● Record excerpts:
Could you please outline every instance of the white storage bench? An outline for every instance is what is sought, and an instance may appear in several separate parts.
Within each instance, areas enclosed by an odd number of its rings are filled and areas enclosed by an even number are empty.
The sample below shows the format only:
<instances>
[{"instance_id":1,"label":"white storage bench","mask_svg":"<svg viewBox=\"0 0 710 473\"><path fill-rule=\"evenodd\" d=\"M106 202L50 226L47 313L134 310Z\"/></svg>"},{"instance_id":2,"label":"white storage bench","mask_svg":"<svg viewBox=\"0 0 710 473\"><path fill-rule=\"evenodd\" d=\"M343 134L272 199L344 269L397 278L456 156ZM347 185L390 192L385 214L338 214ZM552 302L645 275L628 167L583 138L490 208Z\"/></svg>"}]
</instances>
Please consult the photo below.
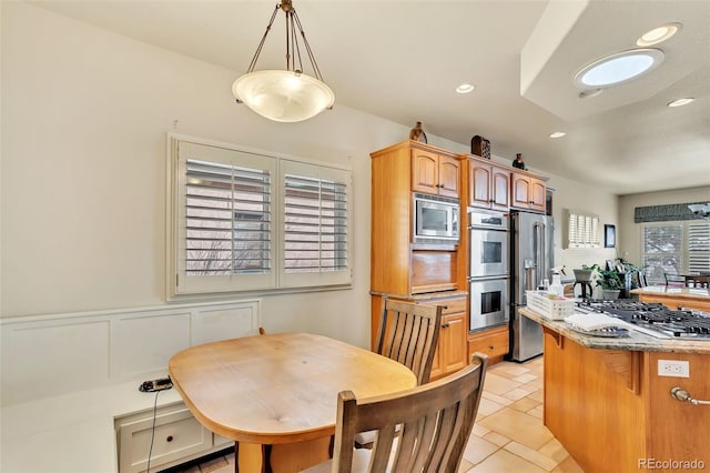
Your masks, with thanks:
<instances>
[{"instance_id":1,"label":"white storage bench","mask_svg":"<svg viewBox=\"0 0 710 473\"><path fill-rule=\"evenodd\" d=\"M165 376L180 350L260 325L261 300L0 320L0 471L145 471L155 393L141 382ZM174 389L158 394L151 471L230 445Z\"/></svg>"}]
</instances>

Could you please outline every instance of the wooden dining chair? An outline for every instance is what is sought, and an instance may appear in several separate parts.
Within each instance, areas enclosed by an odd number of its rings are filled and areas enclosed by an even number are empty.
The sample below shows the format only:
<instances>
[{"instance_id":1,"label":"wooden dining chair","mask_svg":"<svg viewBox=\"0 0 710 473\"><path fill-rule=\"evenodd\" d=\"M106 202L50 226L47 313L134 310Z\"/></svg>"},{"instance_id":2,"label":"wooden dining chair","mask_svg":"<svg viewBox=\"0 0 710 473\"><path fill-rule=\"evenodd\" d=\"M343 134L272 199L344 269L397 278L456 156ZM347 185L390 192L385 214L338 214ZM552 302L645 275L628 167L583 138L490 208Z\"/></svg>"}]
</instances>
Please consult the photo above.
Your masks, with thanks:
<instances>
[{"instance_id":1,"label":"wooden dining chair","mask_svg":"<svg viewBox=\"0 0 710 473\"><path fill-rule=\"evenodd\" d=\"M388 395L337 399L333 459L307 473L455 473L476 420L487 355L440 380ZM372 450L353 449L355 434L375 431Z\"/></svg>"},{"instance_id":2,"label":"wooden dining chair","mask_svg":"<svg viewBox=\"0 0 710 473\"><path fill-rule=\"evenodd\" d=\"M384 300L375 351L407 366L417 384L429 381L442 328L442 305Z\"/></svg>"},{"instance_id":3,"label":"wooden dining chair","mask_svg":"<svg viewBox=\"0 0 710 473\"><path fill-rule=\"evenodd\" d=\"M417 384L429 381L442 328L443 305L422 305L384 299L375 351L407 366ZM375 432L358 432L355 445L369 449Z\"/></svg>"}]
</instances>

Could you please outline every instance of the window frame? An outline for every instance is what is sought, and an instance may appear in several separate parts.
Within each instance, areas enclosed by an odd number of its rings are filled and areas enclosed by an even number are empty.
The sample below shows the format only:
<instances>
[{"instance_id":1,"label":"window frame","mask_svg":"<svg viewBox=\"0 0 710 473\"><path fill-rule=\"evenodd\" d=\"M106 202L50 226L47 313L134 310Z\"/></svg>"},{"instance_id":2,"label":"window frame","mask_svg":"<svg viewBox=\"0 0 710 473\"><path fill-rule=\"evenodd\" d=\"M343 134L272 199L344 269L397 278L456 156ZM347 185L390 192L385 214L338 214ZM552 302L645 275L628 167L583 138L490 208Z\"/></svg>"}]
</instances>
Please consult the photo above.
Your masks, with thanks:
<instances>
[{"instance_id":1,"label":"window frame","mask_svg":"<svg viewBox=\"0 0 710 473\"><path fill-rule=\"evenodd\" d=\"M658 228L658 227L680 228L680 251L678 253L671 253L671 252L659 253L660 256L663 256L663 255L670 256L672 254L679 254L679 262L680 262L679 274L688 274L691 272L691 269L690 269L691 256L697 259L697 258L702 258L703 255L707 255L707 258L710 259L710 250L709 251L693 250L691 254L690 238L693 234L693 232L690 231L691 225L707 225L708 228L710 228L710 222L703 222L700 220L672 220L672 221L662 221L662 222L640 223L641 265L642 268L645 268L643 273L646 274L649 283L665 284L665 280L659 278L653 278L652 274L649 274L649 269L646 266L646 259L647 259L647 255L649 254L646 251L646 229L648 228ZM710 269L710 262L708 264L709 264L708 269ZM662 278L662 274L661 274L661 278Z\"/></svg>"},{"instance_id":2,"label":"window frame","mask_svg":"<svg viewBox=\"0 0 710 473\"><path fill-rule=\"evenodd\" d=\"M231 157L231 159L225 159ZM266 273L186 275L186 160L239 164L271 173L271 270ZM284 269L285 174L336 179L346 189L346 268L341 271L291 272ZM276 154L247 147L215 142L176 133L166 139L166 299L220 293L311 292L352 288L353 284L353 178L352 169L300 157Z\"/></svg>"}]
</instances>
---
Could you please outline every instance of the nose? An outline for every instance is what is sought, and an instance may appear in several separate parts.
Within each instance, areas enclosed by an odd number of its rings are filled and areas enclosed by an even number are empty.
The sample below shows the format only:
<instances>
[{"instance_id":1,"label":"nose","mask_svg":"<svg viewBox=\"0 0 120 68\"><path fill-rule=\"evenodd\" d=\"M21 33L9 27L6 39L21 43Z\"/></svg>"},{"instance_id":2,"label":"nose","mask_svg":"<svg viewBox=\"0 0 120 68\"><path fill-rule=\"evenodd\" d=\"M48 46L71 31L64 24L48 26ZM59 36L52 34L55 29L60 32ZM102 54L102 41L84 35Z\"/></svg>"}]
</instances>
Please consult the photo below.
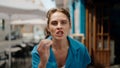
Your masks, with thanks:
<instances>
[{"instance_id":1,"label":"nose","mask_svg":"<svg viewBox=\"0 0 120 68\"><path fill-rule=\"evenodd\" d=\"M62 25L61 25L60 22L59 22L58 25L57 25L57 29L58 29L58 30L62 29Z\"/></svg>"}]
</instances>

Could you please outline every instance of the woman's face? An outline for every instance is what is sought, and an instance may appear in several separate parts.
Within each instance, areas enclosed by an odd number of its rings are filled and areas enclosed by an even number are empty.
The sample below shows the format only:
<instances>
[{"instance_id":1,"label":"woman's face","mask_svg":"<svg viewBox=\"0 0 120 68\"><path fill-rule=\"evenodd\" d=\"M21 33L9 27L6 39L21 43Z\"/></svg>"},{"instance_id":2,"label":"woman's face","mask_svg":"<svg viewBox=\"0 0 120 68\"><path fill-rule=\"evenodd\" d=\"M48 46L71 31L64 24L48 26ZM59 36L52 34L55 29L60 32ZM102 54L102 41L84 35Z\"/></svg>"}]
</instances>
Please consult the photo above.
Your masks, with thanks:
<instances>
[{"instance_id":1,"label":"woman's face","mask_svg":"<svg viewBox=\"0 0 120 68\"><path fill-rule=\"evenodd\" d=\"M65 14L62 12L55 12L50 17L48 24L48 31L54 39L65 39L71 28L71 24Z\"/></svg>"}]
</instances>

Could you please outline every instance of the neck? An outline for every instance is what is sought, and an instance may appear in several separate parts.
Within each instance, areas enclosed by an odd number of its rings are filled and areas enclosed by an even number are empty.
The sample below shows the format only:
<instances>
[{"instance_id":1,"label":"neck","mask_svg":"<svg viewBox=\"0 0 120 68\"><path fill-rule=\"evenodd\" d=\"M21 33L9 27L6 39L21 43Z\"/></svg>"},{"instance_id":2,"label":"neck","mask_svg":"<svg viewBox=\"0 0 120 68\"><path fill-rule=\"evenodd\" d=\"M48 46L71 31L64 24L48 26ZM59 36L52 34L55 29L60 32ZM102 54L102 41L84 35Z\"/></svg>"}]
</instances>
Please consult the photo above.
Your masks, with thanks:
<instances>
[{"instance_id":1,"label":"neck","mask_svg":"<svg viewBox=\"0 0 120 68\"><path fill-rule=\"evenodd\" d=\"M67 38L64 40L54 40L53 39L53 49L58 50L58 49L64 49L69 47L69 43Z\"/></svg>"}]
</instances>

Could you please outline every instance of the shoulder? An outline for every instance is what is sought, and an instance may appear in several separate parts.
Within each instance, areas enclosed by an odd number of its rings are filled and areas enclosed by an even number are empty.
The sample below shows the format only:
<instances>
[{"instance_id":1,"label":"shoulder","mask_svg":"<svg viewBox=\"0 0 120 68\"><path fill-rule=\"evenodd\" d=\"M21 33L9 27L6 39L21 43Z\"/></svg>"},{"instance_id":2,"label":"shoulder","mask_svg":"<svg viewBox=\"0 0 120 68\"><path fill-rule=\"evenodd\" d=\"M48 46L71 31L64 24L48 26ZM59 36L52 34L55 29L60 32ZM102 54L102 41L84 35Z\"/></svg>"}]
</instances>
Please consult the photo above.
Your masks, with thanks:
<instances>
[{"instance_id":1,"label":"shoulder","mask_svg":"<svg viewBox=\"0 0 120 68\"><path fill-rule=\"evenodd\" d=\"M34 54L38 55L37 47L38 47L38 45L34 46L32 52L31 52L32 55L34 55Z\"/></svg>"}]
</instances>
* * *
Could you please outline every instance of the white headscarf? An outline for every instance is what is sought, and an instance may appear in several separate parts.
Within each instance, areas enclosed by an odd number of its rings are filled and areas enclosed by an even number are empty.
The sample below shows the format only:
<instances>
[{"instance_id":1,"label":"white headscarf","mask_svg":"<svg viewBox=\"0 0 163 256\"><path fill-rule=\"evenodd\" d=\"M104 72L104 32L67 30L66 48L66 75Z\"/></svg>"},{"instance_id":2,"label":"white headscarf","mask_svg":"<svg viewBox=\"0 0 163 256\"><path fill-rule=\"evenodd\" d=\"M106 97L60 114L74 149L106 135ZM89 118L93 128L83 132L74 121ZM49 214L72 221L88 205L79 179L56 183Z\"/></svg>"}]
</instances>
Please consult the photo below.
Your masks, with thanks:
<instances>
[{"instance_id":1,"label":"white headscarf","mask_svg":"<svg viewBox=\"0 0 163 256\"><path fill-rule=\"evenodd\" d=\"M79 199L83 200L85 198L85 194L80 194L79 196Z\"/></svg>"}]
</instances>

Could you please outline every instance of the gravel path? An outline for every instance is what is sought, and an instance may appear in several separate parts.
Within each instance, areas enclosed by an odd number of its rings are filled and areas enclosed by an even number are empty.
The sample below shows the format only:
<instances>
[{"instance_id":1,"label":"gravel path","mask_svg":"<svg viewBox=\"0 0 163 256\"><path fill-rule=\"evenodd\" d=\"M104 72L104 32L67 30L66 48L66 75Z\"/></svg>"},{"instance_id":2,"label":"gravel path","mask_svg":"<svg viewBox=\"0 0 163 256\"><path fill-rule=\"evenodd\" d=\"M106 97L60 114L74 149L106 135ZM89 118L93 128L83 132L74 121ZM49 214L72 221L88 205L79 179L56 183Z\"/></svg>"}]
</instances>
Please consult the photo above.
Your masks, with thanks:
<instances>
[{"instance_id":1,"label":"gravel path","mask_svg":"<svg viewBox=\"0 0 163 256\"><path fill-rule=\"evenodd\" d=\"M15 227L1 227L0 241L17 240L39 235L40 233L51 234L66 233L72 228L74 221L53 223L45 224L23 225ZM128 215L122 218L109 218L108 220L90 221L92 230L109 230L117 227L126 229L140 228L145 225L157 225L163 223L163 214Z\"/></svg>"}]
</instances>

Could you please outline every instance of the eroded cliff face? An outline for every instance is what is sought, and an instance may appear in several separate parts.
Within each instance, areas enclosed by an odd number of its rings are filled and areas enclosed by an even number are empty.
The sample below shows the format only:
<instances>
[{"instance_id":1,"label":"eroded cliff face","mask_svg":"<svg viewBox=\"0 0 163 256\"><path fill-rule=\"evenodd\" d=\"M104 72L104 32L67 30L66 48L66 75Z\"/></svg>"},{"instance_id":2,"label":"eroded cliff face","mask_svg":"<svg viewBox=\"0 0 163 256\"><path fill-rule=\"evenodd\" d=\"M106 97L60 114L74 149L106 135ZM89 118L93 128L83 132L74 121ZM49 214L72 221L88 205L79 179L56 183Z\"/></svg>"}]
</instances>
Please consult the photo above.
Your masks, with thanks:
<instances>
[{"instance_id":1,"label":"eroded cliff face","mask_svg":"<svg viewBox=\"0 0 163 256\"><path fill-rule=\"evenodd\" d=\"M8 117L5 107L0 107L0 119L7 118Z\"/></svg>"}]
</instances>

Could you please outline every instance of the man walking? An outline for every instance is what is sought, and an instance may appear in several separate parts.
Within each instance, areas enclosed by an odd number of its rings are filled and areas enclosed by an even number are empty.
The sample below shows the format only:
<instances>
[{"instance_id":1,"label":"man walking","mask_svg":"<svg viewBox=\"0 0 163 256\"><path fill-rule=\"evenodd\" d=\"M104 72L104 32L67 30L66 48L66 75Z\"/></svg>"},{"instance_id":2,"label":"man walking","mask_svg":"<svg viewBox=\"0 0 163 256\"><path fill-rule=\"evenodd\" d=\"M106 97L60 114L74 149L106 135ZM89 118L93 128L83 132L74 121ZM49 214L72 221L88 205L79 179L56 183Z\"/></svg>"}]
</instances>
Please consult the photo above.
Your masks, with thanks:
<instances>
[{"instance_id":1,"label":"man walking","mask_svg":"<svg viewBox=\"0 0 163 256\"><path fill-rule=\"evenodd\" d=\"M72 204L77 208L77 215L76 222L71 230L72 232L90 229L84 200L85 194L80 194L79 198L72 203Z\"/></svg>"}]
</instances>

● Short exercise: From the rows above, pick out every line that contains the word "sought", treating uppercase and lowercase as distinct.

● Completed exercise:
Could you please outline every instance of the white storage bench? An outline for every instance is what is sought, and an instance may appear in several separate parts.
Could you please outline every instance of the wooden dining chair? An outline for every instance is what is sought, and an instance may appear in several separate parts.
Could you please outline every instance of the window frame? An outline for every instance is what is sought, and an instance may appear in several separate parts.
Could you please outline every instance of the nose? An outline for every instance is what is sought, and an instance may appear in several separate parts.
Could you please outline every instance of the woman's face? An outline for every instance is what is sought, and an instance may appear in several separate parts.
Could you please outline every instance of the neck? An outline for every instance is what is sought, and an instance may appear in several separate parts.
Could you please outline every instance of the shoulder? An outline for every instance is what is sought, and an instance may appear in several separate parts.
Could you please outline every instance of the white headscarf? An outline for every instance is what is sought, and an instance may appear in several separate parts.
Could you please outline every instance of the gravel path? An outline for every instance is what is sought, and an instance may appear in several separate parts.
Could you please outline every instance of the eroded cliff face? An outline for every instance is what is sought, and an instance may appear in several separate parts.
Could you please outline every instance of the man walking? An outline for every instance is what is sought, and an instance may appear in several separate parts.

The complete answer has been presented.